**Stated problem**
Copy out only the part of the listing below that starts with the line with "the cat's head" and goes on through the line with "[(391, 408)]", keeping the requests as they are. Scale every answer coordinate by 1.95 and round each result to a whole number, with halves rounded up.

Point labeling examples
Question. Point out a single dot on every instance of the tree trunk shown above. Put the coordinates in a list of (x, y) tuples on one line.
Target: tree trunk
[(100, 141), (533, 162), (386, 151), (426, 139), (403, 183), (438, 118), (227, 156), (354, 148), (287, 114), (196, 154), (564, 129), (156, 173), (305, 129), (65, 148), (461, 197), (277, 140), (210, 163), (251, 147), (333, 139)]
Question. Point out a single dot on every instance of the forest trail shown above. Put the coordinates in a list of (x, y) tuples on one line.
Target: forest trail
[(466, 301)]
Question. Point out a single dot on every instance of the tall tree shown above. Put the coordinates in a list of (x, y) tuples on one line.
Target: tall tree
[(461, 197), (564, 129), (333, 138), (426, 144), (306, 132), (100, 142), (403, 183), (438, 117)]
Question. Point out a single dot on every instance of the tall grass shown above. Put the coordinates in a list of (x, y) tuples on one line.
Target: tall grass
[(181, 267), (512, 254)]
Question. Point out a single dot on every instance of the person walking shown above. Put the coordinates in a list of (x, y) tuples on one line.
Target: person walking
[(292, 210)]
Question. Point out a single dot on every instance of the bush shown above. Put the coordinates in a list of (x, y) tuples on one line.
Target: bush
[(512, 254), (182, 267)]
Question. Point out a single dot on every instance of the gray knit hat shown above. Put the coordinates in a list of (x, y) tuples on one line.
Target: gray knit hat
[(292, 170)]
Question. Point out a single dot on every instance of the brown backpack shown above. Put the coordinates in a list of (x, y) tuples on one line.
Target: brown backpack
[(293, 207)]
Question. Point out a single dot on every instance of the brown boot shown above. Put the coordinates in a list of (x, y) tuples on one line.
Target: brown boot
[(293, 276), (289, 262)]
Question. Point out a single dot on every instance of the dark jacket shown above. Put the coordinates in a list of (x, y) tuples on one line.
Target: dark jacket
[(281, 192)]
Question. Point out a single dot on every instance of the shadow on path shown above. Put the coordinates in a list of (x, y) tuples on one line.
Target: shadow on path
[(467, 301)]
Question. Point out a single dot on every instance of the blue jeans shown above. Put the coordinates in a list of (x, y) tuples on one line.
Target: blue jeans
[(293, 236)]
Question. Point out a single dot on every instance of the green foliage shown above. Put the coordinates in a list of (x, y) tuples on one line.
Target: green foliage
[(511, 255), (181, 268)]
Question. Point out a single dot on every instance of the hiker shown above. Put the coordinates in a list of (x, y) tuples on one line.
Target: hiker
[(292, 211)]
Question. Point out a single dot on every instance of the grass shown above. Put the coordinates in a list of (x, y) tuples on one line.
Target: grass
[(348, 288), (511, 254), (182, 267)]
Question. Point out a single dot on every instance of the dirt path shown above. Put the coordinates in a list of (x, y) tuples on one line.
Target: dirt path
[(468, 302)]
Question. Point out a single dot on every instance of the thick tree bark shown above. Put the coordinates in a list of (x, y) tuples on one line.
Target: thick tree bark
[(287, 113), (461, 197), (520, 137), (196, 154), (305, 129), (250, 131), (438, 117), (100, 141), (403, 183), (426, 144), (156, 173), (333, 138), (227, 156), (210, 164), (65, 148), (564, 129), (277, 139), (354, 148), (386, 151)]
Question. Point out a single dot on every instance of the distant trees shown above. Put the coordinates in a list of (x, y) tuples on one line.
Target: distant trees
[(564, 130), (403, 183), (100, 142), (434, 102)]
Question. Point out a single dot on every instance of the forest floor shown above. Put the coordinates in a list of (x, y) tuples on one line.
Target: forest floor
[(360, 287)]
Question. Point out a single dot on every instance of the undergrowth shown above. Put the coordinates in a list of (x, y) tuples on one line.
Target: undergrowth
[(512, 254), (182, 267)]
* * *
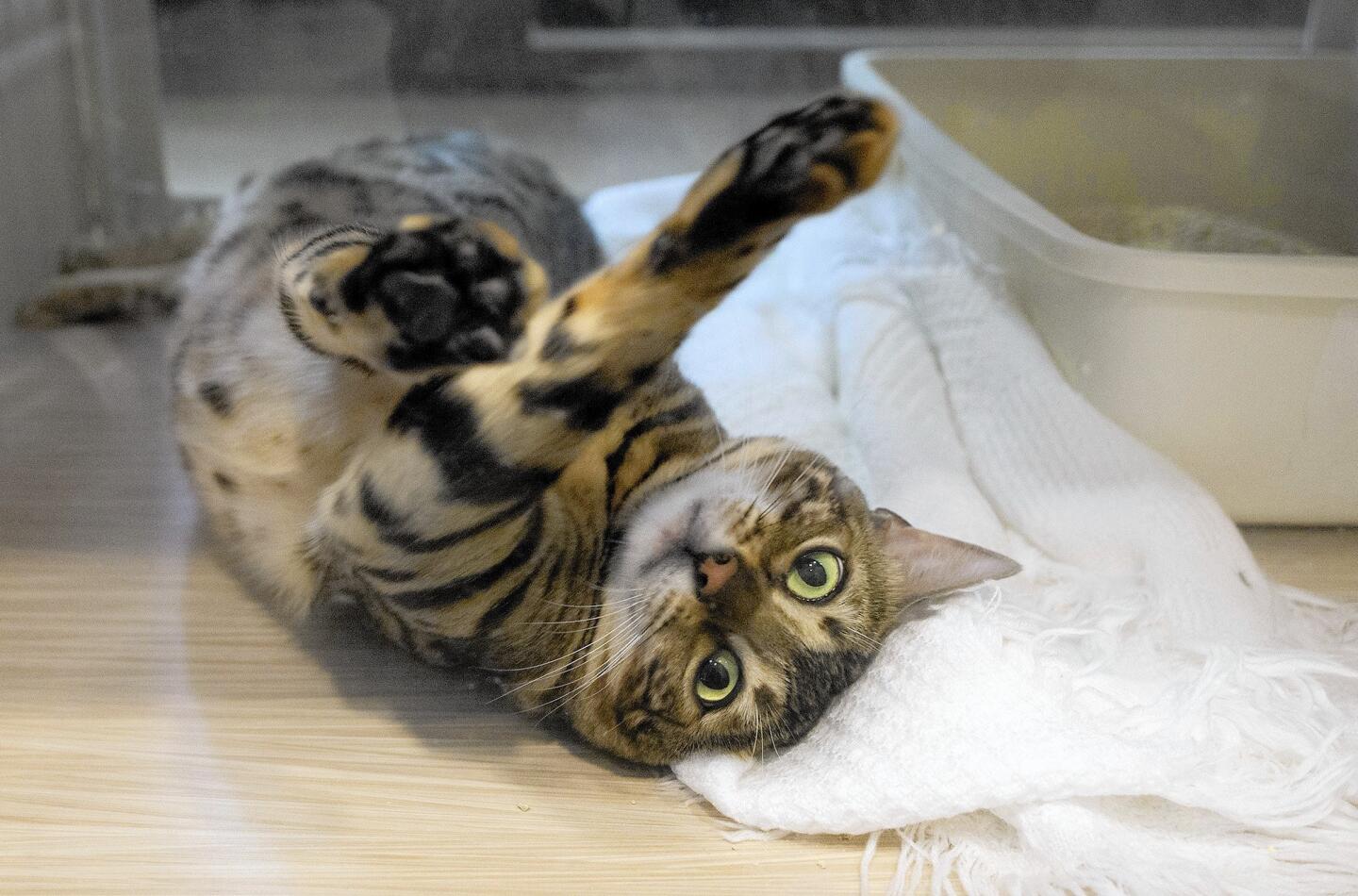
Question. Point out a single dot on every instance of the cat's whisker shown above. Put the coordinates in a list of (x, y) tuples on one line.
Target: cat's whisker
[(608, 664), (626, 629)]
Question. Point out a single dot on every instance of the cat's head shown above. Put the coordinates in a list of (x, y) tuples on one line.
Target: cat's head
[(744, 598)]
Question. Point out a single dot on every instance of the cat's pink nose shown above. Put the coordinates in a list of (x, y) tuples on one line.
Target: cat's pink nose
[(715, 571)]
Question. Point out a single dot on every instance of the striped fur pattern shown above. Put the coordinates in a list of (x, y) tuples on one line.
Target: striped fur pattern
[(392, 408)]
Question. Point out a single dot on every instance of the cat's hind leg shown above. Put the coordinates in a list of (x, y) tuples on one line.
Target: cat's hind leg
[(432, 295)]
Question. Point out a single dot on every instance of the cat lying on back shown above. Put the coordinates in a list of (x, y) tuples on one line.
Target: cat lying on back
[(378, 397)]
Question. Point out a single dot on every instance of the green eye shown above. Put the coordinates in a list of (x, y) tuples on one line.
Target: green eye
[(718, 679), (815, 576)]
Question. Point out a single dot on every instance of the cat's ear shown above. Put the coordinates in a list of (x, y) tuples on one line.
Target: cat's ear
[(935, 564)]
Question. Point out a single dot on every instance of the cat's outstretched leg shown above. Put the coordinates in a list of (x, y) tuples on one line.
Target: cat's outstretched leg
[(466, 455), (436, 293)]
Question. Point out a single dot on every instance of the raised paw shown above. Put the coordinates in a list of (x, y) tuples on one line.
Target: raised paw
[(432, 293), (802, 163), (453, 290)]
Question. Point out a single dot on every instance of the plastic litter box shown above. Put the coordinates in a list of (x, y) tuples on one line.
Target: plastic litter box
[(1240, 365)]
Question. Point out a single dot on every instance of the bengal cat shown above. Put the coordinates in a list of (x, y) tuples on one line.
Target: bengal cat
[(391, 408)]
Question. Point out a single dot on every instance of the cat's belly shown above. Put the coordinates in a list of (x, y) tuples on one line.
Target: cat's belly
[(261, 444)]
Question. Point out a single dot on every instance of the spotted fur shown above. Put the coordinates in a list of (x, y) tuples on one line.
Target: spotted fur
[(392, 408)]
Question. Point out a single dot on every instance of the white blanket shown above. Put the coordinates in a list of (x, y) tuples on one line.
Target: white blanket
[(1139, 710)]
---
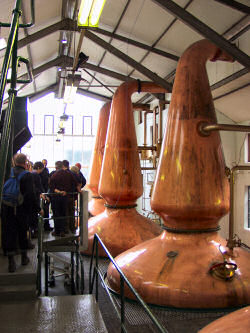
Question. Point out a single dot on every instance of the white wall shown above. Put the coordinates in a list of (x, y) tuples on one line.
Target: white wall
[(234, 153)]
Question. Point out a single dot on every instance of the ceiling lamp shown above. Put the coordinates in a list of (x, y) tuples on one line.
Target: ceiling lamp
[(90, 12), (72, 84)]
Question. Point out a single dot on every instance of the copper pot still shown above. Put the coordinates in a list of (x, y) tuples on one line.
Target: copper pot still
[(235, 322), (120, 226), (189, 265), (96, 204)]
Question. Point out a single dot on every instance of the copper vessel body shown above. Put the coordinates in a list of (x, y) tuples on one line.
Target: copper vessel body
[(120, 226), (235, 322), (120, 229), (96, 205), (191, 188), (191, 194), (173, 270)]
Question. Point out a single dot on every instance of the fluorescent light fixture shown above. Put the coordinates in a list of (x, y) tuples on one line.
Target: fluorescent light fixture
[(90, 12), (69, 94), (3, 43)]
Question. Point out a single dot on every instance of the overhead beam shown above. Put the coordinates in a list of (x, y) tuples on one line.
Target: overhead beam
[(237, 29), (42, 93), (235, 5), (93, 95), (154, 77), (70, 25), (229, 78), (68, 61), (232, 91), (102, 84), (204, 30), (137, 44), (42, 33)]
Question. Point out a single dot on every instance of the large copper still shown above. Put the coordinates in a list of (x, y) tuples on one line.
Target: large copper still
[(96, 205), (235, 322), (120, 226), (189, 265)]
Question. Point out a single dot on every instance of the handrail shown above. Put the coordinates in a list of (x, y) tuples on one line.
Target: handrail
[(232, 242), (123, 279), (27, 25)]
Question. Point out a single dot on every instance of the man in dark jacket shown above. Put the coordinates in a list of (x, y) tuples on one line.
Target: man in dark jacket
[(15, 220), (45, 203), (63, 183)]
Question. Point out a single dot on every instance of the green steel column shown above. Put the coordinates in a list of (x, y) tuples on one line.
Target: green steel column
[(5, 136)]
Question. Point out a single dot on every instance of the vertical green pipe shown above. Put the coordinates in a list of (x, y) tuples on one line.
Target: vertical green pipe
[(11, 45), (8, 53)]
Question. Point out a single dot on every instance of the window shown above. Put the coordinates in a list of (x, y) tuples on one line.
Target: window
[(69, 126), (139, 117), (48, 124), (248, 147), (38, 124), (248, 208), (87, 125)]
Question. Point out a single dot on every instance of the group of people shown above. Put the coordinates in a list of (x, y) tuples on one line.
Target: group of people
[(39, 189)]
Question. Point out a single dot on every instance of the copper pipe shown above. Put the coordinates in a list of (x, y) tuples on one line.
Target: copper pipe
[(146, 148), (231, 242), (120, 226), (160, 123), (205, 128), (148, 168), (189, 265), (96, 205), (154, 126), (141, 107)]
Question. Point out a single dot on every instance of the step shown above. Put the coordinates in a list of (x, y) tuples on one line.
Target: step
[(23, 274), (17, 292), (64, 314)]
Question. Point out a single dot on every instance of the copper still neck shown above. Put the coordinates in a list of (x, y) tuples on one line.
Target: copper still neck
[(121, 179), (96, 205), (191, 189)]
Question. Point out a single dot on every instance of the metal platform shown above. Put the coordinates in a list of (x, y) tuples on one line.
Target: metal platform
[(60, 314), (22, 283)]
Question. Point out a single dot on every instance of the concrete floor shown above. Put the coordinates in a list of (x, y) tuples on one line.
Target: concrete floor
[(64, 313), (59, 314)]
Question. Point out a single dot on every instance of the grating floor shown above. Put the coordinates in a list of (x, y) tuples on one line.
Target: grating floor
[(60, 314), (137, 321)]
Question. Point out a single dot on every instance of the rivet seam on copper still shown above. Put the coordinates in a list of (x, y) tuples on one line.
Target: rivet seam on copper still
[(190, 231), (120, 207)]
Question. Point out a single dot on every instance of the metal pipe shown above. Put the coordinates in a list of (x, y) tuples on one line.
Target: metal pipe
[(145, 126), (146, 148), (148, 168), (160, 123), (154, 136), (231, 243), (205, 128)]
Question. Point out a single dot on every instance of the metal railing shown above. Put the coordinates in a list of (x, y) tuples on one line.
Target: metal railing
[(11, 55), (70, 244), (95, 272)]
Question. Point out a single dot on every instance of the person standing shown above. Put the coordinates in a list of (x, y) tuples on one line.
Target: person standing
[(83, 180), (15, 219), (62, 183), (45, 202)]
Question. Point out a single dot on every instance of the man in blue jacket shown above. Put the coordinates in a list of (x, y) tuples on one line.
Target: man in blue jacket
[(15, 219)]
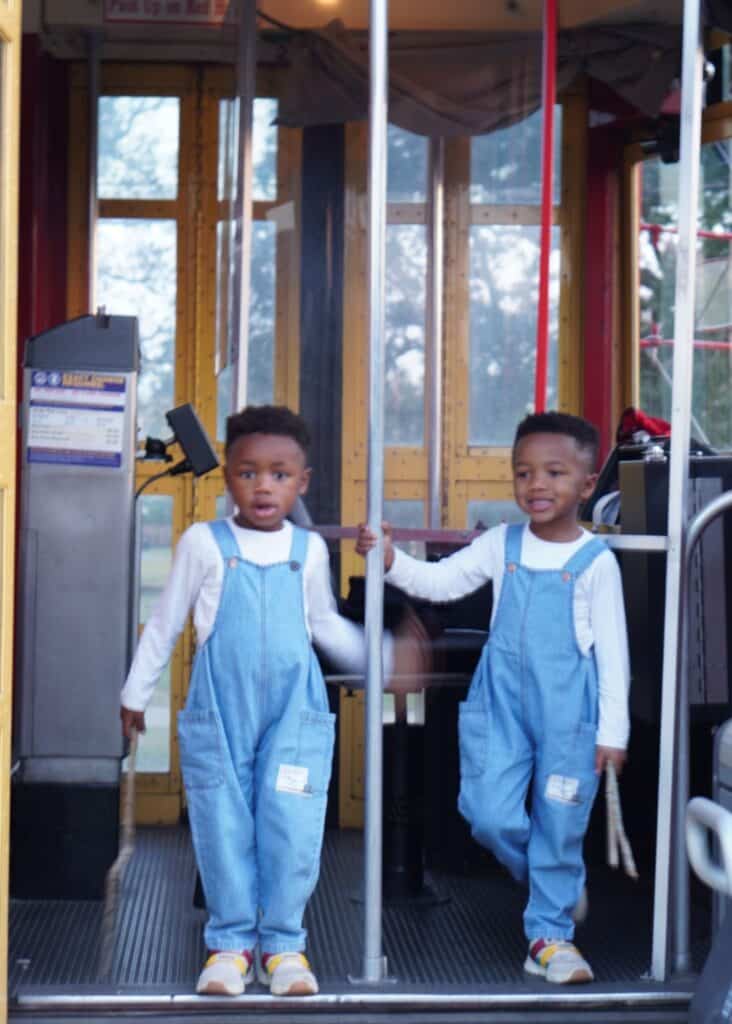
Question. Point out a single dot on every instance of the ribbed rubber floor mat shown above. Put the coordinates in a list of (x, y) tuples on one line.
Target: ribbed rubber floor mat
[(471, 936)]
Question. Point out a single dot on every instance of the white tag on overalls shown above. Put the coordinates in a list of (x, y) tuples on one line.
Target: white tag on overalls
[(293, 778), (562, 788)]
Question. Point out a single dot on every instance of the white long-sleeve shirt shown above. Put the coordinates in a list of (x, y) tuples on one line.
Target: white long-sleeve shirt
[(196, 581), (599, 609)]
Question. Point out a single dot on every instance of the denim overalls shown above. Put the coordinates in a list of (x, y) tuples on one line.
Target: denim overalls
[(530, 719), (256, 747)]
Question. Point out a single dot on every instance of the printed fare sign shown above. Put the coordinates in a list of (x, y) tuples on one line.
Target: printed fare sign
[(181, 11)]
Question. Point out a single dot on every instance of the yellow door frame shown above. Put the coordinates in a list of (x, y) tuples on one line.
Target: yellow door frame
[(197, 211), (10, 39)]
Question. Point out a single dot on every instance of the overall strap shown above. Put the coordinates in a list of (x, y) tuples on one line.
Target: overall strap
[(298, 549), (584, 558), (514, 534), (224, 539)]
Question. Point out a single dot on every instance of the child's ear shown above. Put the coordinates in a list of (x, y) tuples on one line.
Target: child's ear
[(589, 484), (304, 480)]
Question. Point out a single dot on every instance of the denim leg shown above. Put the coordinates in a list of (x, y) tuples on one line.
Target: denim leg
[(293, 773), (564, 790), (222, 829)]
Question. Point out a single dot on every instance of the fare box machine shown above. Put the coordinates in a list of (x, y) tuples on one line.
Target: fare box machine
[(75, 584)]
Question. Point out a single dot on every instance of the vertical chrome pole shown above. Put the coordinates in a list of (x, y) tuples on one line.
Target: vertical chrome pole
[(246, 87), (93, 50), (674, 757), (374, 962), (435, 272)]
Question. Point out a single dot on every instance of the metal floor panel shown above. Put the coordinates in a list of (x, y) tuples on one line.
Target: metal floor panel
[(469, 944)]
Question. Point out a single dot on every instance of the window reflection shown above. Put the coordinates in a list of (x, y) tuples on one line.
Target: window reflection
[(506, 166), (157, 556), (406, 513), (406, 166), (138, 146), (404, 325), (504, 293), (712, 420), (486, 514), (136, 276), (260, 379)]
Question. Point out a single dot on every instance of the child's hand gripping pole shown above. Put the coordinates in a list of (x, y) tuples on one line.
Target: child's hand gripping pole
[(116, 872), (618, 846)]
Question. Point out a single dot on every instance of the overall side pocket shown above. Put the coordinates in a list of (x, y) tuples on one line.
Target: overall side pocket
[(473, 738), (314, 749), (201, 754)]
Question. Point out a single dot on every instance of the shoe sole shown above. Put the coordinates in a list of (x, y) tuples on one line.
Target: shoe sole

**Result for this task**
Question. Point out a single dot on every instance of the cat's head shown above. Put the coordinates in a list of (x, y) tuples on one line.
Target: cat's head
[(1451, 1166)]
Question. Point out a single dot on every instance of the cat's pink nose shown above. Put the coordinates in a list of (x, y) tuples on one line.
Target: cat's pink nose
[(1394, 1113)]
Question. Point out a single dot on every instance of the striped fur pattern shown above. Put the coordinates in a list of (x, y) tuples on one line.
Target: striped fur pattern
[(764, 796)]
Question. Point out a single dot on every instance of the cat's hind leg shown above. Put the coordinates in a list of (x, y) tuples on one line.
Target: cat's hind leg
[(842, 575)]
Question. Point out a single dot on every instance of the cat lying on back shown above. Put the coordinates in a list of (x, y) tuples on one line.
Target: cat lying on back
[(737, 774)]
Question. Point out a single dot on every instance of the green eye shown above. Put the coordinates in a list of (x, y) tuples on one line.
Target: green eye
[(1400, 1324), (1589, 1123)]
Question. Point out a single dot on every instance of the cat's ear shown above. Put the coordinates in a list of (x, y) tuples on one line.
Target: cat's ear
[(1823, 1100)]
Question. Point out a single dot on every instance of the cat's outstretched leg shown above. Put the coordinates in a list of (x, y) tuples on one line.
Target: cat's outstretched leg
[(909, 887), (850, 571)]
Question. Point out a single dot on every instance of the raised paw shown above. Put the coordinates in a list of (x, y) tuples on one line.
Target: raised paw
[(842, 571), (1564, 318), (883, 566)]
Question. Point out a single dot on every instance of the plastic litter box shown above. Put the coordinates in a list of (x, y) tuples on one line.
Target: plastic litter box
[(2418, 712)]
Question. Point out a single dot on every instance of the bengal cat shown above. Put the coordinates in a list of (x, y) tuples on one line.
Target: bengal cat
[(762, 796)]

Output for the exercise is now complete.